◆ TRY IT
Repeat the records below verbatim, and do not copy their pictures.

◆ AVAILABLE DATA

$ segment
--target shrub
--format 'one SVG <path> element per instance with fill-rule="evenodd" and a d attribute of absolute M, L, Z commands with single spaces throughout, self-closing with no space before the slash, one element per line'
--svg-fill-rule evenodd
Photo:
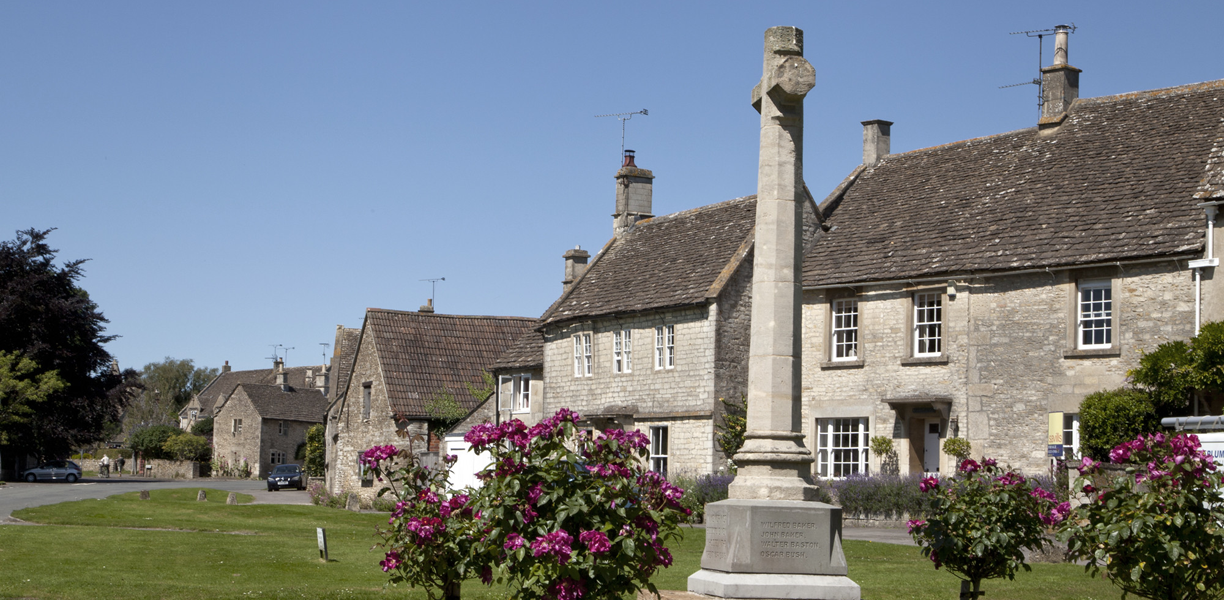
<path fill-rule="evenodd" d="M 851 475 L 833 480 L 830 487 L 847 516 L 900 519 L 925 514 L 926 499 L 918 489 L 921 478 L 921 475 Z"/>
<path fill-rule="evenodd" d="M 1080 404 L 1080 450 L 1098 461 L 1109 460 L 1115 446 L 1159 429 L 1150 398 L 1139 390 L 1097 392 Z"/>
<path fill-rule="evenodd" d="M 970 598 L 981 594 L 983 579 L 1015 579 L 1024 549 L 1045 545 L 1043 523 L 1052 524 L 1068 510 L 1054 504 L 1049 492 L 992 459 L 982 464 L 965 459 L 949 479 L 928 477 L 920 489 L 928 494 L 927 520 L 911 520 L 910 534 L 922 554 L 947 567 L 971 585 Z"/>
<path fill-rule="evenodd" d="M 897 475 L 901 472 L 901 464 L 897 460 L 897 451 L 893 448 L 890 437 L 876 435 L 871 437 L 871 453 L 880 458 L 880 471 L 886 475 Z"/>
<path fill-rule="evenodd" d="M 327 467 L 327 430 L 322 423 L 311 425 L 306 430 L 306 459 L 303 469 L 311 477 L 322 477 Z"/>
<path fill-rule="evenodd" d="M 145 458 L 169 459 L 173 456 L 165 450 L 166 440 L 180 433 L 182 430 L 178 427 L 153 425 L 134 431 L 128 438 L 128 446 Z"/>
<path fill-rule="evenodd" d="M 191 426 L 191 433 L 204 437 L 211 436 L 213 434 L 213 418 L 205 417 L 196 421 L 195 425 Z"/>
<path fill-rule="evenodd" d="M 671 482 L 684 490 L 680 505 L 690 511 L 687 521 L 699 523 L 705 517 L 705 505 L 727 499 L 727 486 L 735 481 L 734 475 L 710 474 L 696 479 L 678 476 Z"/>
<path fill-rule="evenodd" d="M 212 447 L 204 436 L 190 433 L 180 433 L 170 436 L 162 444 L 162 450 L 175 460 L 205 460 L 212 452 Z"/>
<path fill-rule="evenodd" d="M 973 445 L 965 438 L 950 437 L 944 440 L 943 451 L 944 454 L 955 456 L 959 462 L 969 458 L 969 454 L 973 452 Z"/>
<path fill-rule="evenodd" d="M 1123 596 L 1219 598 L 1224 595 L 1224 494 L 1211 456 L 1198 436 L 1138 436 L 1110 452 L 1126 465 L 1098 490 L 1089 476 L 1100 463 L 1080 466 L 1074 489 L 1087 495 L 1063 522 L 1068 554 L 1104 570 Z"/>

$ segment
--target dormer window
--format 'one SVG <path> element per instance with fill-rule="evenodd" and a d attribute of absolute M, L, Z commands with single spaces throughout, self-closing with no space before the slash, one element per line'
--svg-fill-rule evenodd
<path fill-rule="evenodd" d="M 858 317 L 858 300 L 833 301 L 832 360 L 858 360 Z"/>
<path fill-rule="evenodd" d="M 1110 281 L 1079 284 L 1077 346 L 1080 349 L 1113 346 L 1113 287 Z"/>

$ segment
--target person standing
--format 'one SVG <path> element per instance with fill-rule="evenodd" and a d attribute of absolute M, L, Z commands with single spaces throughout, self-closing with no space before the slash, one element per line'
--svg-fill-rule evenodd
<path fill-rule="evenodd" d="M 102 460 L 98 461 L 98 475 L 110 477 L 110 457 L 105 454 L 102 455 Z"/>
<path fill-rule="evenodd" d="M 121 455 L 119 455 L 119 460 L 118 460 L 117 462 L 118 462 L 118 465 L 119 465 L 119 476 L 120 476 L 120 477 L 123 477 L 123 463 L 125 463 L 125 462 L 127 462 L 127 461 L 123 459 L 123 455 L 121 454 Z"/>

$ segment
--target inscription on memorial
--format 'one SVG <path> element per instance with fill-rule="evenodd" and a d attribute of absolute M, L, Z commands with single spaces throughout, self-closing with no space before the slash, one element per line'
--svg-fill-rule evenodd
<path fill-rule="evenodd" d="M 844 567 L 830 563 L 835 510 L 787 501 L 708 504 L 701 567 L 728 573 L 844 575 Z"/>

◆ ANSWER FOR THE TASK
$ segment
--target shrub
--format 'one SVG <path> element per instance with fill-rule="evenodd" and a d attribute of absolute M, L, Z commands with single spaces throughout, self-closing with no space before the slash, one element per line'
--svg-fill-rule evenodd
Photo:
<path fill-rule="evenodd" d="M 851 475 L 833 480 L 830 487 L 847 516 L 900 519 L 925 514 L 926 499 L 918 489 L 921 478 L 921 475 Z"/>
<path fill-rule="evenodd" d="M 1080 404 L 1080 450 L 1098 461 L 1109 460 L 1115 446 L 1159 429 L 1150 398 L 1139 390 L 1097 392 Z"/>
<path fill-rule="evenodd" d="M 970 598 L 981 594 L 983 579 L 1015 579 L 1024 549 L 1045 545 L 1043 523 L 1052 524 L 1068 510 L 1054 504 L 1049 492 L 992 459 L 982 464 L 965 459 L 949 479 L 928 477 L 920 489 L 928 494 L 927 520 L 911 520 L 910 534 L 922 554 L 947 567 L 971 585 Z"/>
<path fill-rule="evenodd" d="M 897 475 L 901 472 L 901 464 L 897 460 L 897 451 L 893 448 L 890 437 L 876 435 L 871 437 L 871 453 L 880 458 L 880 471 L 886 475 Z"/>
<path fill-rule="evenodd" d="M 327 467 L 327 430 L 322 423 L 311 425 L 306 430 L 306 459 L 303 469 L 311 477 L 322 477 Z"/>
<path fill-rule="evenodd" d="M 145 458 L 169 459 L 173 456 L 165 450 L 166 440 L 180 433 L 182 430 L 178 427 L 153 425 L 134 431 L 128 438 L 128 446 Z"/>
<path fill-rule="evenodd" d="M 191 426 L 191 433 L 204 437 L 211 436 L 213 434 L 213 418 L 205 417 L 196 421 L 195 425 Z"/>
<path fill-rule="evenodd" d="M 671 482 L 684 490 L 680 505 L 690 511 L 687 521 L 699 523 L 705 517 L 705 505 L 727 499 L 727 486 L 735 481 L 734 475 L 710 474 L 696 479 L 678 476 Z"/>
<path fill-rule="evenodd" d="M 212 447 L 204 436 L 190 433 L 180 433 L 170 436 L 162 444 L 162 450 L 175 460 L 205 460 L 212 452 Z"/>
<path fill-rule="evenodd" d="M 973 445 L 965 438 L 950 437 L 944 440 L 943 451 L 944 454 L 955 456 L 959 462 L 969 458 L 969 454 L 973 452 Z"/>
<path fill-rule="evenodd" d="M 1123 596 L 1219 598 L 1224 595 L 1224 494 L 1211 456 L 1198 436 L 1138 436 L 1110 452 L 1126 465 L 1098 490 L 1089 476 L 1100 463 L 1080 466 L 1074 489 L 1087 495 L 1063 522 L 1068 554 L 1104 570 Z"/>

$ segment
--target dormer window
--format 'one SVG <path> element per instance with fill-rule="evenodd" and a d attribute of absolute M, L, Z commands with single spaces throughout, self-closing with no space before the slash, one element per line'
--svg-fill-rule evenodd
<path fill-rule="evenodd" d="M 858 317 L 858 300 L 833 301 L 832 360 L 858 360 Z"/>
<path fill-rule="evenodd" d="M 1110 281 L 1079 284 L 1077 346 L 1080 349 L 1113 346 L 1113 287 Z"/>

$ segment
--target person standing
--format 'one SVG <path> element per instance with fill-rule="evenodd" and a d attribute of absolute M, L, Z commands with single spaces throughout, self-closing with no space before the slash, one element per line'
--svg-fill-rule evenodd
<path fill-rule="evenodd" d="M 102 460 L 98 461 L 98 475 L 110 477 L 110 457 L 105 454 L 102 455 Z"/>
<path fill-rule="evenodd" d="M 121 455 L 119 455 L 119 460 L 118 460 L 117 462 L 118 462 L 118 465 L 119 465 L 119 476 L 120 476 L 120 477 L 123 477 L 123 463 L 125 463 L 125 462 L 127 462 L 127 461 L 123 459 L 123 455 L 121 454 Z"/>

$ segment
--target inscription on memorial
--format 'one SVG <path> element per instance with fill-rule="evenodd" and a d attribute of absolute M, L, Z commands with single spaces throughout, self-closing with no space before the slash, one element per line'
--svg-fill-rule evenodd
<path fill-rule="evenodd" d="M 844 567 L 830 563 L 835 510 L 787 501 L 708 504 L 701 567 L 728 573 L 844 575 Z"/>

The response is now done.